Text segment:

** Begin **

« September 2015 | Main | November 2015 »

More chart drama, and data aggregation

Robert Kosara posted a response to my previous post.

He raises an important issue in data visualization - the need to aggregate data, and not plot raw data. I have no objection to that point.

What was shown in my original post are two extremes. The bubble chart is high drama at the expense of data integrity. Readers cannot learn any of the following from that chart:

  • the shape of the growth and subsequent decline of the flu epidemic
  • the beginning and ending date of the epidemic
  • the peak of the epidemic*

* The peak can be inferred from the data label, although there appears to be at least one other circle of approximately equal size, which isn't labeled.

The column chart is low drama but high data integrity. To retain some dramatic element, I encoded the data redundantly in the color scale. I also emulated the original chart in labeling specific spikes.

The designer then simply has to choose a position along these two extremes. This will involve some smoothing or aggregation of the data. Robert showed a column chart that has weekly aggregates, and in his view, his version is closer to the bubble chart.

** End **

Point annotation records:
** Begin **

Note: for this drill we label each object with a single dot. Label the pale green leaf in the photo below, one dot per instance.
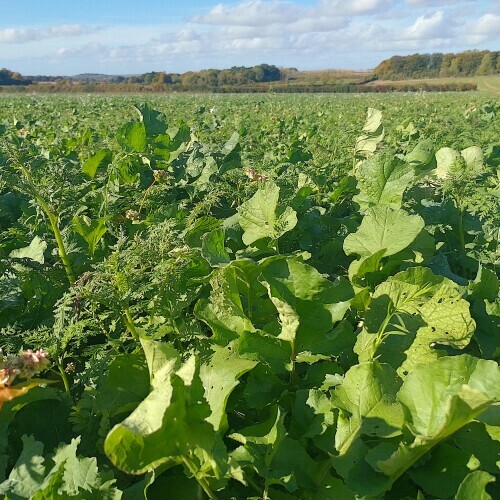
(260, 216)
(101, 159)
(367, 398)
(373, 133)
(382, 180)
(34, 251)
(220, 376)
(474, 486)
(383, 228)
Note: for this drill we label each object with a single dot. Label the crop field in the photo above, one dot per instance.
(250, 297)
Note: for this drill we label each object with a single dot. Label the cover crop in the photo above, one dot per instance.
(221, 322)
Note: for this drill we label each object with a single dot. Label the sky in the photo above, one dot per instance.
(64, 37)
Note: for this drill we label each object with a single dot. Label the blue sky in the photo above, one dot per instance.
(59, 37)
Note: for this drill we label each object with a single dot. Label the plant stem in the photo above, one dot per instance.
(461, 233)
(145, 194)
(53, 224)
(201, 481)
(129, 322)
(63, 376)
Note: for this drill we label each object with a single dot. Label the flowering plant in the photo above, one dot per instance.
(25, 365)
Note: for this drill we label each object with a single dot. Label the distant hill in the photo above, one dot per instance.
(470, 63)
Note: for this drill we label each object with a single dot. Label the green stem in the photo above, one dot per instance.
(54, 226)
(145, 194)
(461, 233)
(63, 376)
(292, 358)
(129, 323)
(201, 480)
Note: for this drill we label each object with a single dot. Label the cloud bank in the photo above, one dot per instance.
(324, 34)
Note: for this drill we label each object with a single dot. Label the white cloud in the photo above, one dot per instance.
(354, 7)
(252, 13)
(425, 28)
(26, 35)
(489, 24)
(322, 33)
(435, 3)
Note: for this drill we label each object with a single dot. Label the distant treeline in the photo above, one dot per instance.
(208, 78)
(351, 88)
(470, 63)
(8, 77)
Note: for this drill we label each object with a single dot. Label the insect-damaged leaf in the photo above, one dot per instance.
(261, 217)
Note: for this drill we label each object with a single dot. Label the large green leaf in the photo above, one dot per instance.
(373, 133)
(440, 398)
(260, 216)
(220, 376)
(308, 305)
(132, 136)
(67, 475)
(474, 486)
(170, 425)
(223, 312)
(383, 228)
(91, 230)
(152, 120)
(367, 399)
(34, 251)
(382, 180)
(100, 159)
(410, 314)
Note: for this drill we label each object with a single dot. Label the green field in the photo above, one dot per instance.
(250, 296)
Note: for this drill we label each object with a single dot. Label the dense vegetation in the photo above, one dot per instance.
(250, 297)
(268, 78)
(470, 63)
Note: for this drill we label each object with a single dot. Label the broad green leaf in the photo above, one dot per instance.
(475, 440)
(373, 133)
(223, 312)
(308, 305)
(422, 157)
(260, 217)
(474, 486)
(28, 472)
(34, 251)
(444, 395)
(152, 120)
(473, 157)
(409, 314)
(132, 136)
(445, 158)
(443, 471)
(65, 476)
(220, 376)
(267, 349)
(90, 230)
(485, 286)
(170, 423)
(268, 432)
(383, 228)
(382, 181)
(333, 488)
(213, 247)
(439, 398)
(367, 399)
(100, 159)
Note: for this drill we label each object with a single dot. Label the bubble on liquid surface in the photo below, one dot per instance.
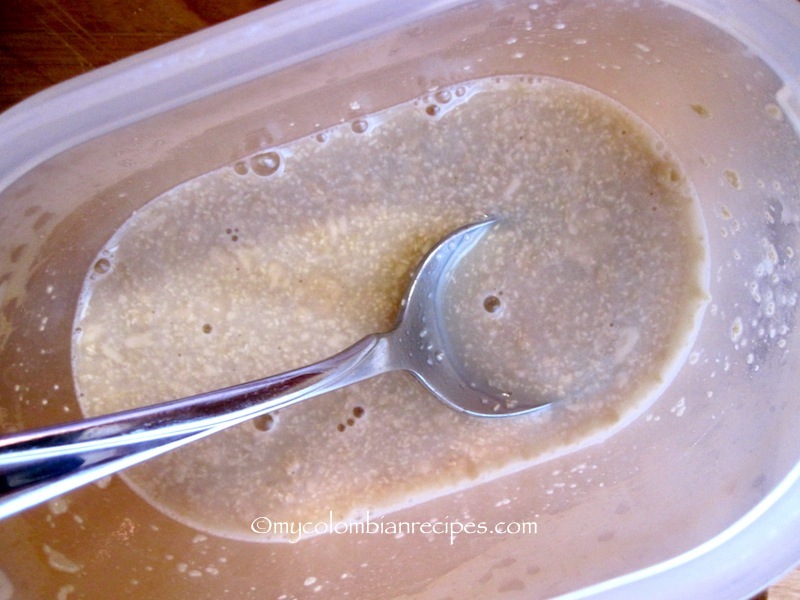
(102, 266)
(266, 163)
(360, 126)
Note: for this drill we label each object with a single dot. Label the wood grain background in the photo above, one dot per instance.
(43, 42)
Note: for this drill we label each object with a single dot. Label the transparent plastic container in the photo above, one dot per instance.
(699, 497)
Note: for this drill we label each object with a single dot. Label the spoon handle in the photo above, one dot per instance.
(40, 464)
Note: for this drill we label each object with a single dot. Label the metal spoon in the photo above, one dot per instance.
(40, 464)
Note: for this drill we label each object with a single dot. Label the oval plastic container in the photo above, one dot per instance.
(697, 498)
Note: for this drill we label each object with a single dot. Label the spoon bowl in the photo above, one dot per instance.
(40, 464)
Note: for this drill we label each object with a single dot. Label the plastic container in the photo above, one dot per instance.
(697, 498)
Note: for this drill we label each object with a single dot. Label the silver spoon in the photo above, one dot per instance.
(40, 464)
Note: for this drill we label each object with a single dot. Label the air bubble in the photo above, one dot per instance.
(359, 126)
(266, 164)
(102, 266)
(492, 304)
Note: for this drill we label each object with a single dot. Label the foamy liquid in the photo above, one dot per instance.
(588, 292)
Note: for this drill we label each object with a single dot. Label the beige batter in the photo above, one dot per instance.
(587, 292)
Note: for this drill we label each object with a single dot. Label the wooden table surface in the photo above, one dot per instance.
(43, 42)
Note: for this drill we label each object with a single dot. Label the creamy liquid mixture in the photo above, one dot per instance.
(588, 292)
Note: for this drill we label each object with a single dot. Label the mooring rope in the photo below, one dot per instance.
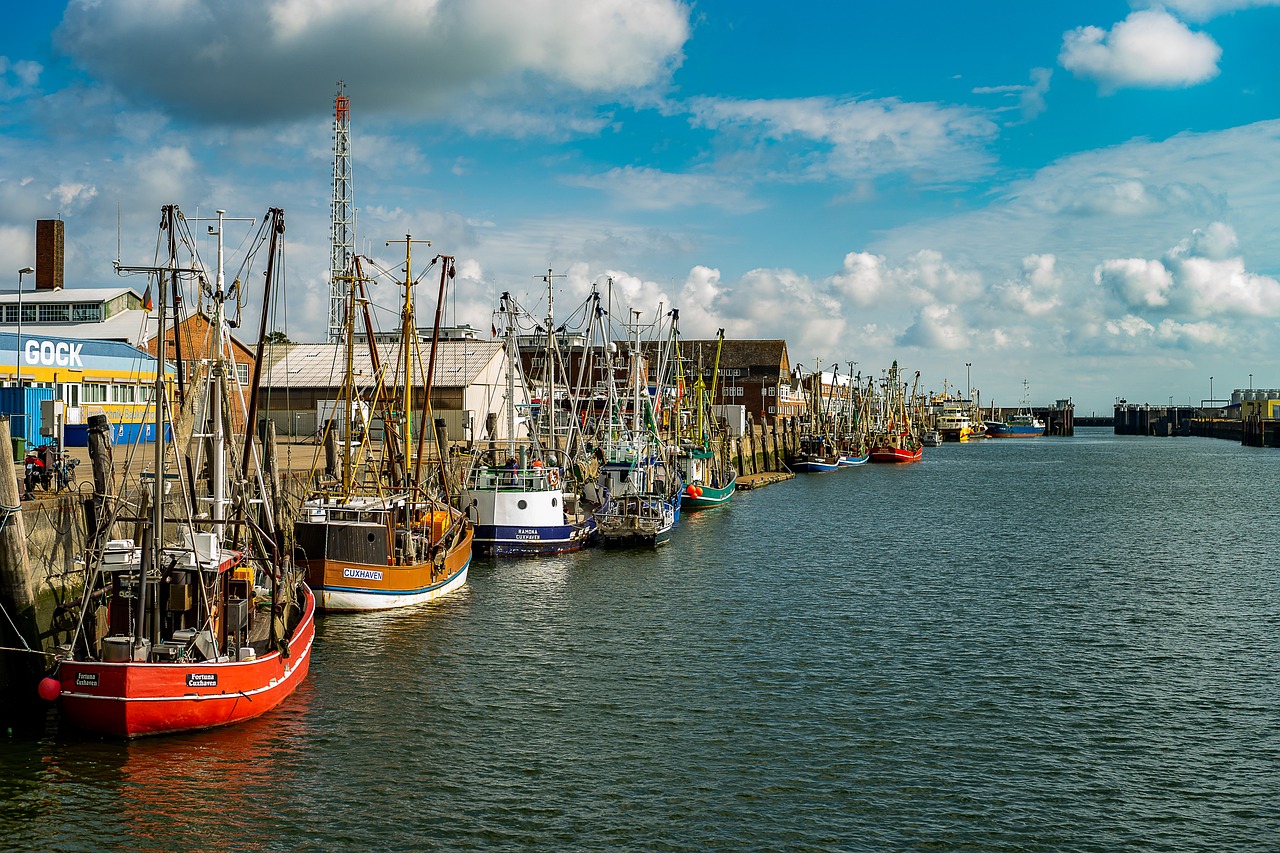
(7, 512)
(5, 611)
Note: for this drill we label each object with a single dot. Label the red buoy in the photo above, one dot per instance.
(49, 689)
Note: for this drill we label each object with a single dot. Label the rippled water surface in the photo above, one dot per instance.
(1031, 644)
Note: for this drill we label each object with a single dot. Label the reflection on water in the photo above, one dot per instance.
(1009, 646)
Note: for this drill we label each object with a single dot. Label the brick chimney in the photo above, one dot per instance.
(49, 254)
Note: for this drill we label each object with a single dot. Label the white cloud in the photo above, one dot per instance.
(938, 327)
(1150, 49)
(654, 190)
(1217, 241)
(1138, 282)
(823, 138)
(1037, 292)
(1129, 327)
(1196, 278)
(1198, 334)
(248, 60)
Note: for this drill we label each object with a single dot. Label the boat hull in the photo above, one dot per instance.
(896, 455)
(816, 465)
(1014, 432)
(352, 585)
(709, 497)
(131, 699)
(510, 541)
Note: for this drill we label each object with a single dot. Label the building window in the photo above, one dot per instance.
(87, 313)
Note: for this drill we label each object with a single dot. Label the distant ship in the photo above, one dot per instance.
(1023, 424)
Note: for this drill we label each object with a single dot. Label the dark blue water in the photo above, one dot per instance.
(1034, 644)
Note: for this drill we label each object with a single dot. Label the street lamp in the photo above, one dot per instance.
(22, 398)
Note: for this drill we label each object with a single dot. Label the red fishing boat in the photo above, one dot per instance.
(227, 671)
(892, 436)
(178, 629)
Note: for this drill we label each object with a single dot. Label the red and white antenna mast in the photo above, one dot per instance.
(342, 243)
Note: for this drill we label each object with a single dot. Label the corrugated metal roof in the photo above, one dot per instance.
(67, 295)
(320, 365)
(127, 325)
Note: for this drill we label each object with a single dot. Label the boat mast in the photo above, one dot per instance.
(447, 272)
(549, 360)
(512, 355)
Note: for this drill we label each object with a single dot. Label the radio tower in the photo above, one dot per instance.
(343, 236)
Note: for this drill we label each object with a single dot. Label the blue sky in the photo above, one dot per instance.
(1083, 195)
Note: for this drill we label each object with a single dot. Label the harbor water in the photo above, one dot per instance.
(1038, 644)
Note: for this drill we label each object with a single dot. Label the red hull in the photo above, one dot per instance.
(896, 455)
(132, 699)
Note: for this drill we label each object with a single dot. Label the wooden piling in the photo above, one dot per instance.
(21, 664)
(104, 479)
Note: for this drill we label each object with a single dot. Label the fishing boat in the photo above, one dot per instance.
(850, 427)
(954, 423)
(709, 480)
(639, 488)
(814, 455)
(382, 532)
(892, 437)
(1020, 424)
(174, 632)
(1016, 425)
(521, 506)
(816, 450)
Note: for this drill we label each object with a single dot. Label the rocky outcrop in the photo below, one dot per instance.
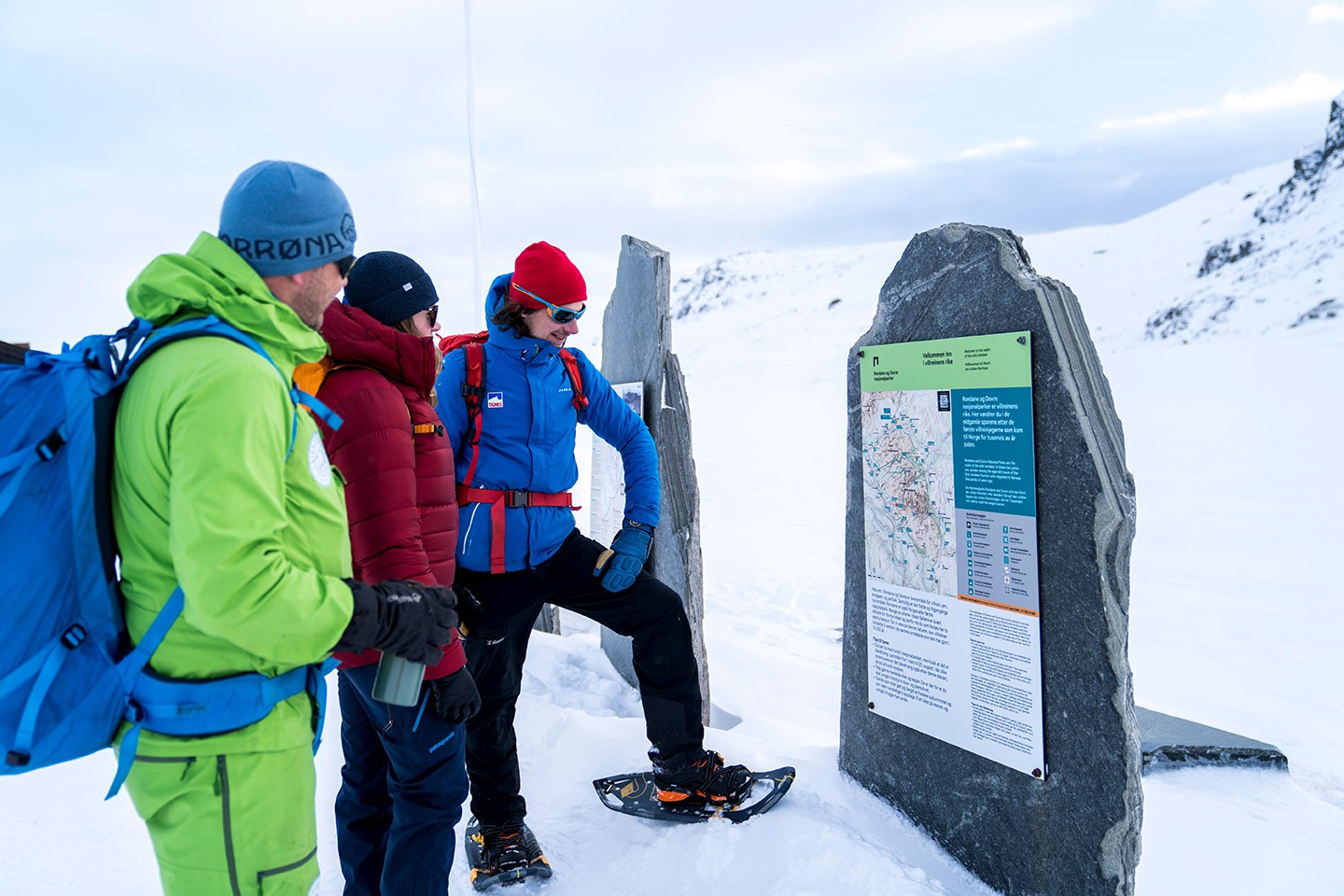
(1309, 172)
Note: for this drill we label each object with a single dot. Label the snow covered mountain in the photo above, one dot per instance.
(1225, 406)
(1254, 253)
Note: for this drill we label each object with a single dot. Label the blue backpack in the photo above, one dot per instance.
(67, 673)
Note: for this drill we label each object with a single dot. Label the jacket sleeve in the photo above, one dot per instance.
(613, 421)
(375, 453)
(228, 443)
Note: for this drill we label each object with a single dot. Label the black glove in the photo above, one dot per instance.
(468, 610)
(403, 618)
(455, 697)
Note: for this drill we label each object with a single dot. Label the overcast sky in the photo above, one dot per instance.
(703, 127)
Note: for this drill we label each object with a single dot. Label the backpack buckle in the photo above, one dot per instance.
(49, 446)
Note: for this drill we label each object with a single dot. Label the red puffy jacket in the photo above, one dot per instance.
(394, 457)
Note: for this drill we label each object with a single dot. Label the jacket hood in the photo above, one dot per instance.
(211, 278)
(516, 344)
(355, 337)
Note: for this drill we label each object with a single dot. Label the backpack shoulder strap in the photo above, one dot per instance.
(473, 388)
(571, 367)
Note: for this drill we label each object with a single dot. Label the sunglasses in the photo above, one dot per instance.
(558, 315)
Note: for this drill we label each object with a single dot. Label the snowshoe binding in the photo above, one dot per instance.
(703, 780)
(695, 791)
(503, 855)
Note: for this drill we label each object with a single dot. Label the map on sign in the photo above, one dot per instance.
(909, 491)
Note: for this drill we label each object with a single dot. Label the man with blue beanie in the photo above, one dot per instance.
(222, 489)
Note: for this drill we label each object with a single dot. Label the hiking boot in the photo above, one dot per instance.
(512, 849)
(702, 779)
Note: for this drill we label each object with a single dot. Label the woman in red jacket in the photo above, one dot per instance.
(403, 780)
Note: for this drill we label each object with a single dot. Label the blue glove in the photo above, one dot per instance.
(623, 562)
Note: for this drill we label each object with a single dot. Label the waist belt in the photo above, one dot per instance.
(501, 500)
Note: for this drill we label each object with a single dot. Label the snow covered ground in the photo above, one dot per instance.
(1234, 445)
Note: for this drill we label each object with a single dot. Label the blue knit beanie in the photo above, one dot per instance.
(286, 217)
(388, 287)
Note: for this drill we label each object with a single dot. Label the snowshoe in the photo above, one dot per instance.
(637, 794)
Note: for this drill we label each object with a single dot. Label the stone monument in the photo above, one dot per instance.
(1070, 828)
(636, 349)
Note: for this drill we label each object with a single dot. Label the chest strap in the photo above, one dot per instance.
(501, 500)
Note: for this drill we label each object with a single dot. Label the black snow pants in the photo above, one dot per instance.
(648, 611)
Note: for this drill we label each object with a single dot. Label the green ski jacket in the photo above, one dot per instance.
(204, 497)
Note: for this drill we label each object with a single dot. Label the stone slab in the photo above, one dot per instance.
(1075, 832)
(1169, 742)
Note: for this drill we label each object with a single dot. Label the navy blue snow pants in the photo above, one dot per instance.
(648, 611)
(402, 791)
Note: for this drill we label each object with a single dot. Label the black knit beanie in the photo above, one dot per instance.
(388, 287)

** End **

Work to do:
**1.** List every fact that, according to the blog post on chart drama, readers cannot learn from the bubble chart.
**2.** Carry on the blog post on chart drama from its final sentence.

Solved problems:
**1.**
- the shape of the growth and subsequent decline of the flu epidemic
- the beginning and ending date of the epidemic
- the peak of the epidemic

**2.**
Robert's version indeed strikes a balance between drama and data integrity, and I am in favor of it. Here is the idea (I am responsible for the added color).

Kosara_avianflu2

***

Where I depart from Robert is how one reads a column chart such as the one I posted:

Redo_avianflu2

Robert thinks that readers will perceive each individual line separately, and in so doing, "details hide the story". When I look at a chart like this, I am drawn to the envelope of the columns. The lighter colors are chosen for the smaller spikes to push them into the background. What might be the problem are those data labels identifying specific spikes; they are a holdover from the original chart--I actually don't know why those specific dates are labeled.

***

In summary, the key takeaway is, as Robert puts it:

the point of this [dataset] is really not about individual days, it’s about the grand totals and the speed with which the outbreak happened.

We both agree that the weekly version is the best among these. I don't see how the reader can figure out grand totals and speed with which the outbreak happened by staring at those dramatic but overlapping bubbles.


Is it worth the drama?

Quite the eye-catching chart this:

Wsj_avianflu

The original accompanied this article in the Wall Street Journal about avian flu outbreaks in the U.S.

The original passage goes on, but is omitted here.